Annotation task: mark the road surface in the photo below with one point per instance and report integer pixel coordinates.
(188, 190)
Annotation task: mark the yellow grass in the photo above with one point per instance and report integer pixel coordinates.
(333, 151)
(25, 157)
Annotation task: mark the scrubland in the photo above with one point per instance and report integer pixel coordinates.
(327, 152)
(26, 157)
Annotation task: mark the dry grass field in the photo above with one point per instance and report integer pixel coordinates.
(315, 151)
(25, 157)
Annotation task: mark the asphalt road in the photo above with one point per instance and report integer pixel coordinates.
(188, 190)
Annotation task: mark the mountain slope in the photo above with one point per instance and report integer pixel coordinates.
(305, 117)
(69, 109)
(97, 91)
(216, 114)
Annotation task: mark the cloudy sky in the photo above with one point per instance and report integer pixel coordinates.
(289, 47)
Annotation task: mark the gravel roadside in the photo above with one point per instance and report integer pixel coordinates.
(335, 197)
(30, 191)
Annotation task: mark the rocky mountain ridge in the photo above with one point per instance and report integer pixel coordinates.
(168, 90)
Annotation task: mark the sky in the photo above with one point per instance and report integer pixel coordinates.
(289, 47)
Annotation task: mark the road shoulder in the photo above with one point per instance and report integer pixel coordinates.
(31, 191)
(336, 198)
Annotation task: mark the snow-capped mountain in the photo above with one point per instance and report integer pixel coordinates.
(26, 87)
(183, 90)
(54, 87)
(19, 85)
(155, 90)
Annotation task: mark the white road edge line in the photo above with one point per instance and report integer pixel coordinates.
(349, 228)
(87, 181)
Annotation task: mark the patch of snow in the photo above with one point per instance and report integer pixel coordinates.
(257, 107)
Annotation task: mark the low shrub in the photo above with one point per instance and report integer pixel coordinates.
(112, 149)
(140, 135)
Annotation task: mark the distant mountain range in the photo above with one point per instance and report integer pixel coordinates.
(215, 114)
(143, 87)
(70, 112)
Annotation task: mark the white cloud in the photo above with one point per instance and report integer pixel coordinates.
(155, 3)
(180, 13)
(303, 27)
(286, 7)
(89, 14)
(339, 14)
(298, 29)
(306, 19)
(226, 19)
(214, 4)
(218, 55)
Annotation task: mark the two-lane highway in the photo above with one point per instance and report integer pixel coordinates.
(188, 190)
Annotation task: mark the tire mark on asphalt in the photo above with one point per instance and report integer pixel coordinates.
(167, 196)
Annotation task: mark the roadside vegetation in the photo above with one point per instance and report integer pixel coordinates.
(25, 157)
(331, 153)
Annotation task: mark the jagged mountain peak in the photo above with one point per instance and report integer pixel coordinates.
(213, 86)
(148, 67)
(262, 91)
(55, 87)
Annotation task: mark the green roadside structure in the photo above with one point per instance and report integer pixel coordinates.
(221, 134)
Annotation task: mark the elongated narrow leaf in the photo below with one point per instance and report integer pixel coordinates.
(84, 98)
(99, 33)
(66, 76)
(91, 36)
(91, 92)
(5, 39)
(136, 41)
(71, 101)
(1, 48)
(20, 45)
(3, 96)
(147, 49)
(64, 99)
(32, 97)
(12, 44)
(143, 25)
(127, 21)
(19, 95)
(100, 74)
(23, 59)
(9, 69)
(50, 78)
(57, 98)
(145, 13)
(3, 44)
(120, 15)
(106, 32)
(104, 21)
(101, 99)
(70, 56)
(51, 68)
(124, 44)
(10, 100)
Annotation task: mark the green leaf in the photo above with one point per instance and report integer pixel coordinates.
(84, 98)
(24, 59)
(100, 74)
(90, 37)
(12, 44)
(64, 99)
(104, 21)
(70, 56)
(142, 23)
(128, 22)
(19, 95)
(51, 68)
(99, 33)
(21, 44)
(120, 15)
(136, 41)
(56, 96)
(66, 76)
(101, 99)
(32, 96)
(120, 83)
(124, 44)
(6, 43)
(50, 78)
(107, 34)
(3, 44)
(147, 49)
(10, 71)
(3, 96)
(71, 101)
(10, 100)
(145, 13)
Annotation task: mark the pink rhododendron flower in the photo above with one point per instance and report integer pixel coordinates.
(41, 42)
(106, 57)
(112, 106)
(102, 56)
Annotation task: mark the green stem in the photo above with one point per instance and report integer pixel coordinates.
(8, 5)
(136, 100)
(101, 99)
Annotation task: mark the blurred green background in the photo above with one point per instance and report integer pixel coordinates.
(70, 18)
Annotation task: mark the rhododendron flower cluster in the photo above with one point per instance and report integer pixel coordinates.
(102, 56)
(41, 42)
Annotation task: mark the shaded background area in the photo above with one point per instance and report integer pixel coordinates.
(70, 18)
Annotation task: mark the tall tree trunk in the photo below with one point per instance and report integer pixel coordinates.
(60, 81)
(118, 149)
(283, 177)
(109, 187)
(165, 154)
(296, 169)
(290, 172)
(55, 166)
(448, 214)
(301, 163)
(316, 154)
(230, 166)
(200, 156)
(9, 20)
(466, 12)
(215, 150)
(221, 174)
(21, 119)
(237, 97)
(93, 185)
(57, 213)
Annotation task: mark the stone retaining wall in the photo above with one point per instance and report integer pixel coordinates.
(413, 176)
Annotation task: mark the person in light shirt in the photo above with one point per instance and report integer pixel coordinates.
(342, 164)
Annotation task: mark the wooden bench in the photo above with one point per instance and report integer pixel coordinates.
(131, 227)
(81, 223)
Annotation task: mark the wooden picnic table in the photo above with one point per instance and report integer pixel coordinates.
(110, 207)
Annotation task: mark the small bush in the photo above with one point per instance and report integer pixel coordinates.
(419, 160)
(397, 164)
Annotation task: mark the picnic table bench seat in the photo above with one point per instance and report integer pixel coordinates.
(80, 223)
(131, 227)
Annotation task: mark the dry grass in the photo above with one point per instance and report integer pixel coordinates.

The request: Replace "dry grass" with "withered grass" in the rows from the line with "Annotation task: mark the picnic" up to and including the last row, and give those lines again with nothing else changed.

Response:
Annotation task: mark the picnic table bench seat in the photo above with one point per instance and report integer pixel coordinates.
(80, 223)
(131, 227)
Annotation task: mark the withered grass in the photo above with one point per instance and report integer pixel coordinates.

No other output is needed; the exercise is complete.